- [Aim] Return every line of the entries below that contains the string "support", matching case exactly.

- [Records provided]

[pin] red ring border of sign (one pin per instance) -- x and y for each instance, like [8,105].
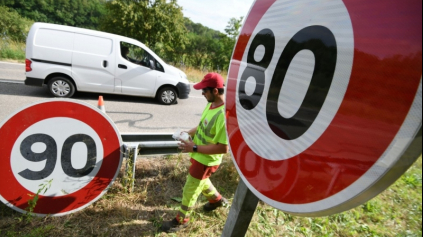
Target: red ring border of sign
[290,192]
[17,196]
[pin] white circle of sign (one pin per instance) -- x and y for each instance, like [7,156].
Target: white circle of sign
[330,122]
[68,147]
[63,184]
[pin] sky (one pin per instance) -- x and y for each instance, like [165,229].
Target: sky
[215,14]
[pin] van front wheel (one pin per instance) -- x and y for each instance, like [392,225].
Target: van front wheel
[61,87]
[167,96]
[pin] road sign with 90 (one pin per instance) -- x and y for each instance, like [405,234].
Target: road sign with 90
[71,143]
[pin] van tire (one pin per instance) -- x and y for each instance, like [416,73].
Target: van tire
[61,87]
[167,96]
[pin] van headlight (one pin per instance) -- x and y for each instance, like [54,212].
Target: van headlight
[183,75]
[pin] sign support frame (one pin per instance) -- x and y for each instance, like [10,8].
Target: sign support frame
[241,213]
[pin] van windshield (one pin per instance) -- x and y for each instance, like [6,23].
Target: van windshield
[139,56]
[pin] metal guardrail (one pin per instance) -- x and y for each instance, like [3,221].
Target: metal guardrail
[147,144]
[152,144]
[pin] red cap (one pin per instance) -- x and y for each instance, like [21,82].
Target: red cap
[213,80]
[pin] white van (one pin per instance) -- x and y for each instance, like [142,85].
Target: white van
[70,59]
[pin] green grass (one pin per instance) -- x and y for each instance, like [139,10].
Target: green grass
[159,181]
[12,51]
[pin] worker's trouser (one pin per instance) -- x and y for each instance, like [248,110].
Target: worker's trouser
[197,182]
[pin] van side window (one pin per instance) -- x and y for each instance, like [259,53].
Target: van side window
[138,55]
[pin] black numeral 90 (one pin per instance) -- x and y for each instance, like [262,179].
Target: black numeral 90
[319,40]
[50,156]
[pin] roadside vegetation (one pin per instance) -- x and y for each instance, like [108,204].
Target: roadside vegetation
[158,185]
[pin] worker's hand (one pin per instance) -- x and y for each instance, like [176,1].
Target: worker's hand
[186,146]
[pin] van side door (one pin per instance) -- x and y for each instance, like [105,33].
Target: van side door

---

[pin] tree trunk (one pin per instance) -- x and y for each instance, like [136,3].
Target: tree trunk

--

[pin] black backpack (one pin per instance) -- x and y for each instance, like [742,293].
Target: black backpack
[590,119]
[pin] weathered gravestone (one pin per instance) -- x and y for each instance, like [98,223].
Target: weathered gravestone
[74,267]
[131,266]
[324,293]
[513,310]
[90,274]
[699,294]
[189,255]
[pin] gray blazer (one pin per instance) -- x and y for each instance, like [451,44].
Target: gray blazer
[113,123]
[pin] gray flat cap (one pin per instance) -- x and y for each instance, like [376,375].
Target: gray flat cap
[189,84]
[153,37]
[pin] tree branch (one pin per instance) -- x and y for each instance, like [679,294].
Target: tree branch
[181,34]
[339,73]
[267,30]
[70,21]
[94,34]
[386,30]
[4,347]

- [Solution]
[pin] sign support frame (one pin per instance) -- x and y for each instance, like [10,8].
Target: sign support frame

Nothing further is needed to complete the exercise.